> TASK STATEMENT
An exact copy of all entries is the expected answer.
SOURCE DATA section start
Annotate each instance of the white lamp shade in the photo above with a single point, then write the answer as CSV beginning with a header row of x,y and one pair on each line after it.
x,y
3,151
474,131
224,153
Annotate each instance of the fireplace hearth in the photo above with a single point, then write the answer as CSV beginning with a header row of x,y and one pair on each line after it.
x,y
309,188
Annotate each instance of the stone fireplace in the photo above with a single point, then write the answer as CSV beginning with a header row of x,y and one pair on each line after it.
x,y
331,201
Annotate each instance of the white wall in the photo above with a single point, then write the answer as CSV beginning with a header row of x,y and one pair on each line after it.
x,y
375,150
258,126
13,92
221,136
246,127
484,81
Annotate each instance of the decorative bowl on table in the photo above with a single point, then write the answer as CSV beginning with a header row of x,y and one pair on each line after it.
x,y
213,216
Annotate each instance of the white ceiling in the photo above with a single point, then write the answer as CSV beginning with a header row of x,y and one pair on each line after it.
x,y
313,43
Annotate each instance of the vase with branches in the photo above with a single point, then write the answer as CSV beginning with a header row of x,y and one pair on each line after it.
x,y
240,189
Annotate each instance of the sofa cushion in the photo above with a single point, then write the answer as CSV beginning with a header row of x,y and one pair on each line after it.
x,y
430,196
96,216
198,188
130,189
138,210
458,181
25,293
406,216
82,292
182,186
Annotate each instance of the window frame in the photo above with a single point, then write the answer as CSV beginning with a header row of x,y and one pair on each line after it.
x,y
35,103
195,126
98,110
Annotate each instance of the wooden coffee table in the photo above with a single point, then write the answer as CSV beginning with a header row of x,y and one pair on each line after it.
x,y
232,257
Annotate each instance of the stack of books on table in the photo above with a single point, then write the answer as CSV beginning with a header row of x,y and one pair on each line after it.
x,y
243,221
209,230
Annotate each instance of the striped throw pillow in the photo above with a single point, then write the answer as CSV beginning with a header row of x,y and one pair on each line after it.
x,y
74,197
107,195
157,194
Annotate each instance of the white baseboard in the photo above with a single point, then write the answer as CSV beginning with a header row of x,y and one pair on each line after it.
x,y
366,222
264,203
SOURCE DATA section end
> REPLY TO THE EXERCISE
Annotate each instance of the white lamp shade in the photo above with a single point, then write the answer as CSV beginning with a header row of x,y and one pair on each line after it.
x,y
3,151
474,131
224,153
Annotate each instance of the fireplace hearth in the photo above with a single point, then write the answer as CSV beginning with a header row of x,y and one pair on each line after it.
x,y
309,188
Annotate each instance of the stone fireplace in the photo above with a single point, then write the answer as CSV beginning with a header row of x,y and one pair on each line after it.
x,y
331,201
Annotate each instance of the white wall in the photo above with a single point, then write the answer as CSV beginning with a header row of x,y and one pair on each line after it.
x,y
375,150
258,126
13,92
221,136
246,127
484,81
Annotate each instance of the decorative bowl on table in the photo above with a single point, then write the answer as CSV beginning with a header row of x,y and one pair on each line after it.
x,y
213,216
Annotate each instance of the white ceiling in the photo above with a single point, then write the answer as CSV beginning with a header row of x,y and one pair on each line after it.
x,y
313,43
Annotate each instance of the vase with branches in the photo above with a single point, then write the answer as CSV beginning with a header row of x,y and one pair on each line after it.
x,y
240,189
Annotate each instance of the sofa cushion in the photo above with a single point, then write the answer as CSV beginning with a header row of x,y and one pair on each line after it.
x,y
430,196
96,216
198,188
130,189
138,210
458,181
25,293
406,216
82,292
182,186
Annotate each instance of the window frame in the photo above with a single point, then write the answer as CSV beginning with a header row of x,y and one pair on each line after it.
x,y
35,103
195,126
98,110
Annotate each instance of the wooden coffee table in the photo above with a single point, then write the answer as CSV beginning with a header row of x,y and one pair on each line after it.
x,y
232,257
Annotate each instance of the stack of books on table in the photo above with a single point, then write the answer as CSV beginning with a header row of x,y and one pair on each line after it.
x,y
243,221
209,230
Annotate each instance of the striped throw pillow in the photo above with a single point, then write the answer as CSV beginning with a header row of x,y and one pair on each line after it.
x,y
74,197
107,195
157,194
Annotate each instance of the white baseboard in the photo above with a single point, then write the answer as CSV beginning with a header row of x,y and one pair on each line after it.
x,y
366,222
264,203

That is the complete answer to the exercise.